* PROBLEM *
Across the records that follow, give the number of lines containing the word "wall" and nothing else.

* RECORDS TO PROCESS *
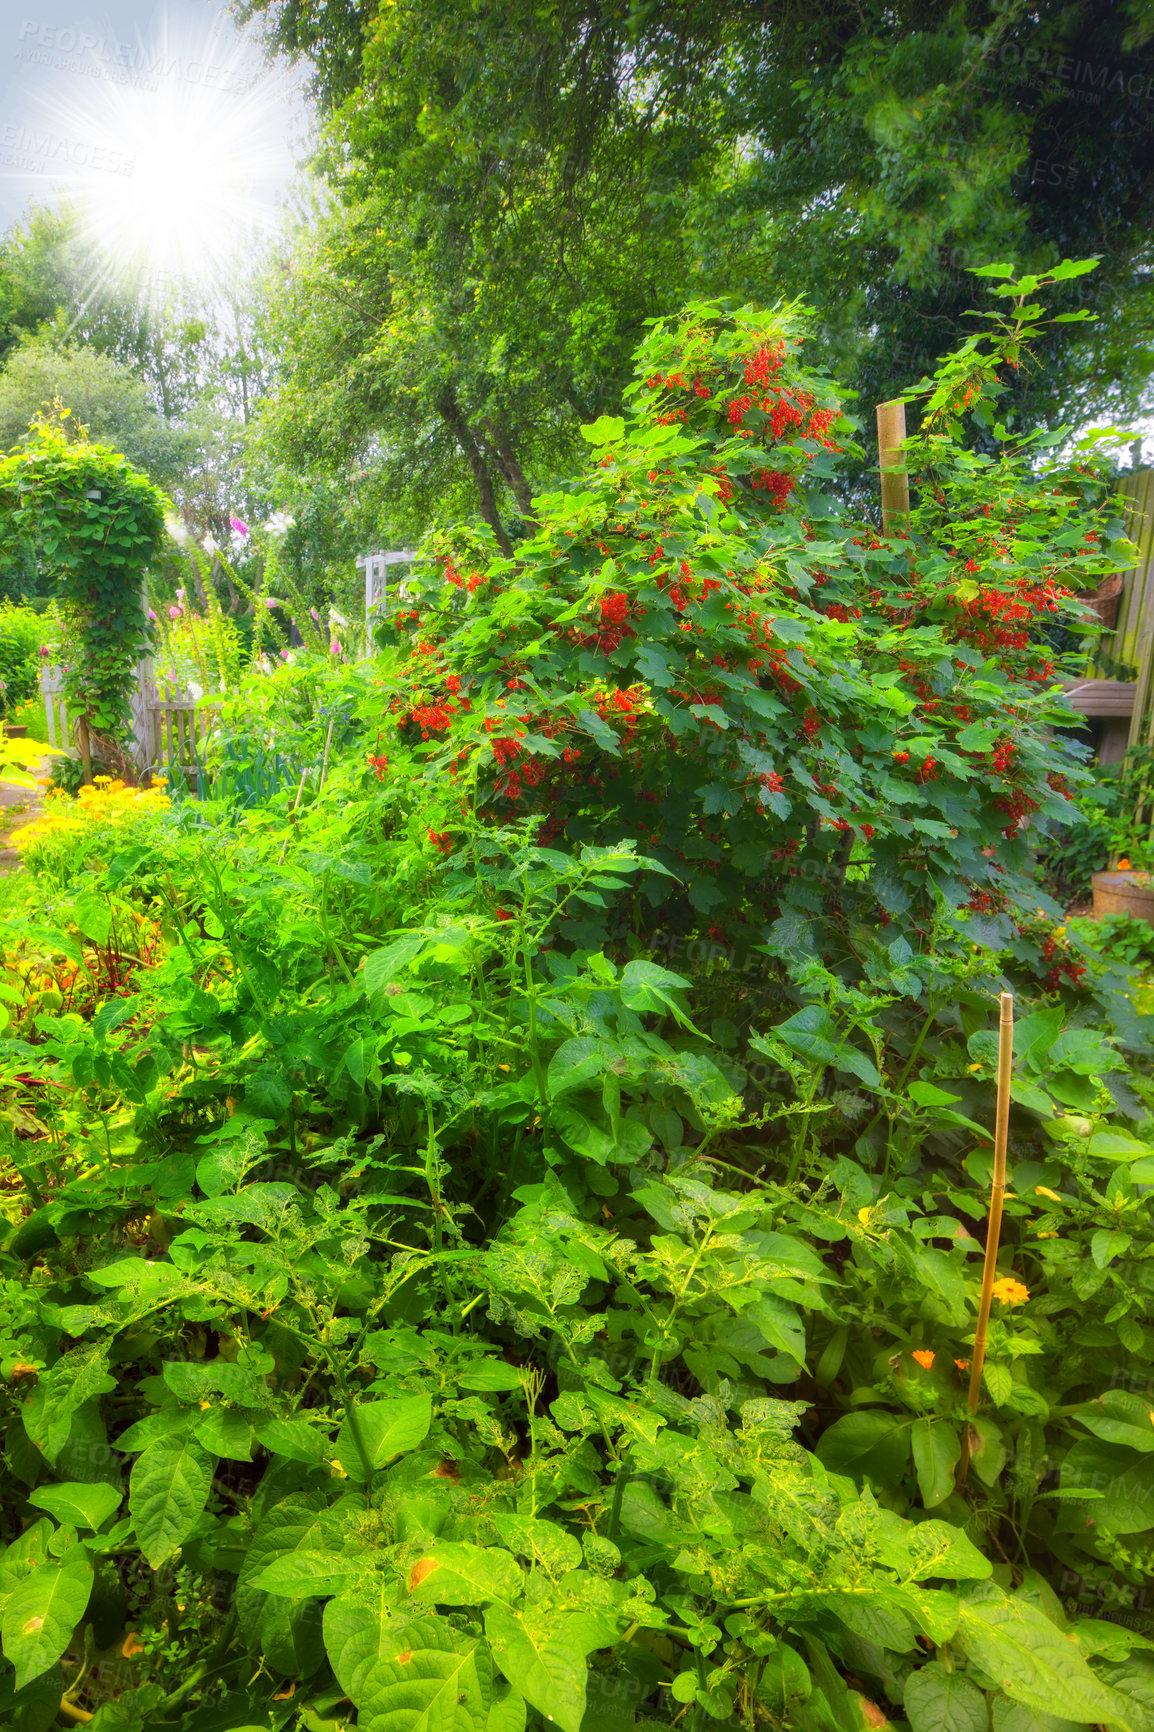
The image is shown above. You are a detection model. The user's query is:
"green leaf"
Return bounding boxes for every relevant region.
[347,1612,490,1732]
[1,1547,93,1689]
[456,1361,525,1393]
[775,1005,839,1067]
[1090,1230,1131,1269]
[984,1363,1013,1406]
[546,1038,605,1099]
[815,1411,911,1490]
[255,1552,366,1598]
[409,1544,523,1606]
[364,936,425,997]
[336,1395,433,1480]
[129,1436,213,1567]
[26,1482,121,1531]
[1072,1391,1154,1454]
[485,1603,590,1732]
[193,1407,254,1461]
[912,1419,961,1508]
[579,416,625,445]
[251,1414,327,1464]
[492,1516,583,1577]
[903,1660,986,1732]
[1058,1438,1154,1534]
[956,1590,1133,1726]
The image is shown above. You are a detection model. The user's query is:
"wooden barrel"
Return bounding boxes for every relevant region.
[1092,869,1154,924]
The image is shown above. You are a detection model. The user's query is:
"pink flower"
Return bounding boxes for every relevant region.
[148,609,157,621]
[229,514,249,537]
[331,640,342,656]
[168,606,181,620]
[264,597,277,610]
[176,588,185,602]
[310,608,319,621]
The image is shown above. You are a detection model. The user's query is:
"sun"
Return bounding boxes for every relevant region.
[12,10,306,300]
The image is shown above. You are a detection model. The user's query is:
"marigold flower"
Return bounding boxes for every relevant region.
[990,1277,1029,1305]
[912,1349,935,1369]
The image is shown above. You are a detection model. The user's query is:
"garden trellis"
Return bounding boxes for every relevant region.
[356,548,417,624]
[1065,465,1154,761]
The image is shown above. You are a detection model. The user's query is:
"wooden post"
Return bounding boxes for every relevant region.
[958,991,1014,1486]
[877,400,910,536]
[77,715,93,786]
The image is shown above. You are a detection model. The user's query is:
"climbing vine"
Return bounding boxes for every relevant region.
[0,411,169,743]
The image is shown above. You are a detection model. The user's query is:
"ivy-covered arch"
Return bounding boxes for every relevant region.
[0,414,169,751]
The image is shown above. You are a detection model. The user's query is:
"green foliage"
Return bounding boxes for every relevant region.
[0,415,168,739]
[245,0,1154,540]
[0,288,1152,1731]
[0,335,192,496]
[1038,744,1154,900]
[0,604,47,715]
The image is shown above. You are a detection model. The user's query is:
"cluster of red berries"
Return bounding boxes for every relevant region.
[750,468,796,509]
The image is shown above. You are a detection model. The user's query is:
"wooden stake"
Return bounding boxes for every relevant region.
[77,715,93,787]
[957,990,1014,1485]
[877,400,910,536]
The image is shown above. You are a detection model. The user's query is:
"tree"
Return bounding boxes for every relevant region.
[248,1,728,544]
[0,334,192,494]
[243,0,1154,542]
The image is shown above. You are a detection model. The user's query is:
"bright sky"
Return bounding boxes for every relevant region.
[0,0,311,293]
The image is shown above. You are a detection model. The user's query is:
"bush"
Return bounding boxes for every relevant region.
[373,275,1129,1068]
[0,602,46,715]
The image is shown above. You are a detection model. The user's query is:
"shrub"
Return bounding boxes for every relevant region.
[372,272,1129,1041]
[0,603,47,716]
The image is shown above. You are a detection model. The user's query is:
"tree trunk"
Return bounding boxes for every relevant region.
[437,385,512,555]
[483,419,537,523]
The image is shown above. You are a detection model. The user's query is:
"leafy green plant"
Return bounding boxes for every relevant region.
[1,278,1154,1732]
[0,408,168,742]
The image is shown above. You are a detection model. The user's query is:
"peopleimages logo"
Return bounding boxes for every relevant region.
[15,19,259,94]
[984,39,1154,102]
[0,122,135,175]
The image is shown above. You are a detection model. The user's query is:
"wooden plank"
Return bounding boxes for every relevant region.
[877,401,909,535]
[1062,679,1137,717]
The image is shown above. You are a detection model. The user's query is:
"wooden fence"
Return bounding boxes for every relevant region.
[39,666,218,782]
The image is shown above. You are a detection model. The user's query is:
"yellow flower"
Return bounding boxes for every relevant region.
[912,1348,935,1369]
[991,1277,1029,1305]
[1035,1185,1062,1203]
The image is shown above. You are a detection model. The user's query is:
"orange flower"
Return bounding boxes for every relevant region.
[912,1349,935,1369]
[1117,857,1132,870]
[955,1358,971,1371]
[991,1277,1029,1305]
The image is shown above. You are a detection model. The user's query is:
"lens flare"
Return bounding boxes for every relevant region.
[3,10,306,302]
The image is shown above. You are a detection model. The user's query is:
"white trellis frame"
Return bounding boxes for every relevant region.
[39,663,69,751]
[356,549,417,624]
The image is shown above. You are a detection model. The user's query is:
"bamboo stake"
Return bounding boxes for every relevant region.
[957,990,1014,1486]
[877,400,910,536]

--

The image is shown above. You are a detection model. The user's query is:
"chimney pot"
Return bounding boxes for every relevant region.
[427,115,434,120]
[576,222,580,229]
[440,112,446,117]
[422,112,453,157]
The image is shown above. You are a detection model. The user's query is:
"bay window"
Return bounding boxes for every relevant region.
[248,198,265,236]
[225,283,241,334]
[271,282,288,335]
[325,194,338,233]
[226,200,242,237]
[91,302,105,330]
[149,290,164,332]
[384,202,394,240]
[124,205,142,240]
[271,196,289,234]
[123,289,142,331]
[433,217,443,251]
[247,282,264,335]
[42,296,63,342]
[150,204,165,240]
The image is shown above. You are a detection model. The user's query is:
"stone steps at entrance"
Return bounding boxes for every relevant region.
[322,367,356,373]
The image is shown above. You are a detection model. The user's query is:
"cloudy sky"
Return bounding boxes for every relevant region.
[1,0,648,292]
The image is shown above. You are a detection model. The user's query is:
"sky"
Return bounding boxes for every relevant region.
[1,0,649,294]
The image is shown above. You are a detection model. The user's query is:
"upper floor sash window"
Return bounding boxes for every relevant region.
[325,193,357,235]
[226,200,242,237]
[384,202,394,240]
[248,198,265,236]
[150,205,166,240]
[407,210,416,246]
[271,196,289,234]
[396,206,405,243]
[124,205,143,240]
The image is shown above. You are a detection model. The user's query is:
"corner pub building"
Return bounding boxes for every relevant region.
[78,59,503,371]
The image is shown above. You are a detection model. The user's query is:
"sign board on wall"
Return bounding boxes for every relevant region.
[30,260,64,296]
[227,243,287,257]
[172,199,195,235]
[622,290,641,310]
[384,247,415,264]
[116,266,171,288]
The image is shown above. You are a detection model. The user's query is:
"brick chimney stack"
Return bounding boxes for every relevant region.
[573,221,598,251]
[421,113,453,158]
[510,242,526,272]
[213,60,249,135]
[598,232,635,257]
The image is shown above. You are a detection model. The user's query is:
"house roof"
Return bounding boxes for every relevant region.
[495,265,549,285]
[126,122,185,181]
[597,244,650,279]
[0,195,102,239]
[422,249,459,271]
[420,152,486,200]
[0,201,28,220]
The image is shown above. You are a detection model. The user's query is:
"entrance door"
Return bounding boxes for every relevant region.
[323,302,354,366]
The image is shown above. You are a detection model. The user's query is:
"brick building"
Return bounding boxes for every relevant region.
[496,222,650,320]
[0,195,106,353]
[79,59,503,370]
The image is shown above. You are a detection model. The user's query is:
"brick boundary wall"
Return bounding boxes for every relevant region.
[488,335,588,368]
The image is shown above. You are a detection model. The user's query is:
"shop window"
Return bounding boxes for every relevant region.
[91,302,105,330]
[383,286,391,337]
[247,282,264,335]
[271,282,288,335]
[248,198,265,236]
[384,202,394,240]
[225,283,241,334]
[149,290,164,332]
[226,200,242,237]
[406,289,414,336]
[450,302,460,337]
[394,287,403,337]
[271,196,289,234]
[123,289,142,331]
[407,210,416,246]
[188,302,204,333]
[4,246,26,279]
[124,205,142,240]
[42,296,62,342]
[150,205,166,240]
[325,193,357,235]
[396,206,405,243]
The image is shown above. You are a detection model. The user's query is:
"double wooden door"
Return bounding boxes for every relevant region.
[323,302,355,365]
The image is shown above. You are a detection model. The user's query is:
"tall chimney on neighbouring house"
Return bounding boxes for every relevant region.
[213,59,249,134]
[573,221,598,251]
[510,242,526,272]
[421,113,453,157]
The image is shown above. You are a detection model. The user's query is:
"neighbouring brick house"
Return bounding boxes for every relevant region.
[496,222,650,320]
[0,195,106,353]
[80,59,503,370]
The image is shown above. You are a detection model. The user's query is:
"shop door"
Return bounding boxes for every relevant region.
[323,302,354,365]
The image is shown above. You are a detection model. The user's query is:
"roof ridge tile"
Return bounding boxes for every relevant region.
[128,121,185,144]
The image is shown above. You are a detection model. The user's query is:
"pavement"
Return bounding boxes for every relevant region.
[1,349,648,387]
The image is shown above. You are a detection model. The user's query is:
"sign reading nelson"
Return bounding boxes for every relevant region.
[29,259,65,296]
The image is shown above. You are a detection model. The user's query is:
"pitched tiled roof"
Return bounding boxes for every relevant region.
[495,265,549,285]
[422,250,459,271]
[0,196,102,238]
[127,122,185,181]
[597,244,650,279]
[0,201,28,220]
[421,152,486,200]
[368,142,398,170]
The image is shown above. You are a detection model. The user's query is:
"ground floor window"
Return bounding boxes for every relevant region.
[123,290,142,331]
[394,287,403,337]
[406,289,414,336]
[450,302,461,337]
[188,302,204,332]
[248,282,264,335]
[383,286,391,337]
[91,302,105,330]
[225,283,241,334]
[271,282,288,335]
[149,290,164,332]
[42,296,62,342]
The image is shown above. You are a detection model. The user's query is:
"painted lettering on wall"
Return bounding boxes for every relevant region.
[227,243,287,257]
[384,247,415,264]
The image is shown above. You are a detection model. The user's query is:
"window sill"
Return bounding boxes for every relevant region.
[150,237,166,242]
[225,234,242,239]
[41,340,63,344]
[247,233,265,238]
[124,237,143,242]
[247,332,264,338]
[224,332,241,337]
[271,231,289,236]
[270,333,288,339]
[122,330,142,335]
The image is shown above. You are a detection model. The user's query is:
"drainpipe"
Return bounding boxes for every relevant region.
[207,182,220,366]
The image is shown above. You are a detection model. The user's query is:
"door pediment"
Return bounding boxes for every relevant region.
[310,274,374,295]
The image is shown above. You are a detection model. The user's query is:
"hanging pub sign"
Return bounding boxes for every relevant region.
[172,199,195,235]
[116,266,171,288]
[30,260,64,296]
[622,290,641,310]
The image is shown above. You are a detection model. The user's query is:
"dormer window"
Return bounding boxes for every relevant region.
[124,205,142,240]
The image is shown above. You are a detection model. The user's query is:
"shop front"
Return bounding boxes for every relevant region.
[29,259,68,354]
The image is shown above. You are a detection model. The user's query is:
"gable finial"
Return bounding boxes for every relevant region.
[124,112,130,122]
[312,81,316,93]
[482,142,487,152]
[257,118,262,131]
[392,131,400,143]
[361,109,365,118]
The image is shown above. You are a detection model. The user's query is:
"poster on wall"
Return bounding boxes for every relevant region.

* RESPONSE *
4